Work to do:
1) In the partial derivatives post, at which point (x, y) does the first question ask for the slopes?
2) Repeat word for word the part of the partial derivatives post starting with "Calculate the value" and going on through "1.82y - 5.67\)".
-- BEGIN Text passage --
Partial Derivatives

[miss_b]

I have two questions that I am having trouble with.

The first is the easy one:

A surface on a 3D cartesian grid is described by the equation \(\displaystyle z = sin(6.56x - 5.23y)\)

Calculate the value of z (I know that one), the slope in the x-direction and the slope in the y-direction at the point where (x,y) are (-1.3, -1.5) **I'm guessing that you apply the chain rule, but I can't get it to work out**

Answer (two decimal places):
f[sub:1w8zqiz6]x[/sub:1w8zqiz6]= 5.09
f[sub:1w8zqiz6]y[/sub:1w8zqiz6] = -4.06


The second question is horrible, mainly because I cannot visualize what it is supposed to look like, if I could get some help starting, that would be brilliant

A flat plane on a 3D cartesian grid is described by the equation \(\displaystyle z = -8.11x - 1.82y - 5.67\)
-- END Text passage --
-- BEGIN Data lines --
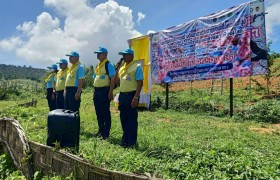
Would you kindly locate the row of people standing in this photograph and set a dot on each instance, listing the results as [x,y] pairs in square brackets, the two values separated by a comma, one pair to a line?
[128,74]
-- END Data lines --
Final results:
1) (-1.3, -1.5)

2)
Calculate the value of z (I know that one), the slope in the x-direction and the slope in the y-direction at the point where (x,y) are (-1.3, -1.5) **I'm guessing that you apply the chain rule, but I can't get it to work out**

Answer (two decimal places):
f[sub:1w8zqiz6]x[/sub:1w8zqiz6]= 5.09
f[sub:1w8zqiz6]y[/sub:1w8zqiz6] = -4.06


The second question is horrible, mainly because I cannot visualize what it is supposed to look like, if I could get some help starting, that would be brilliant

A flat plane on a 3D cartesian grid is described by the equation \(\displaystyle z = -8.11x - 1.82y - 5.67\)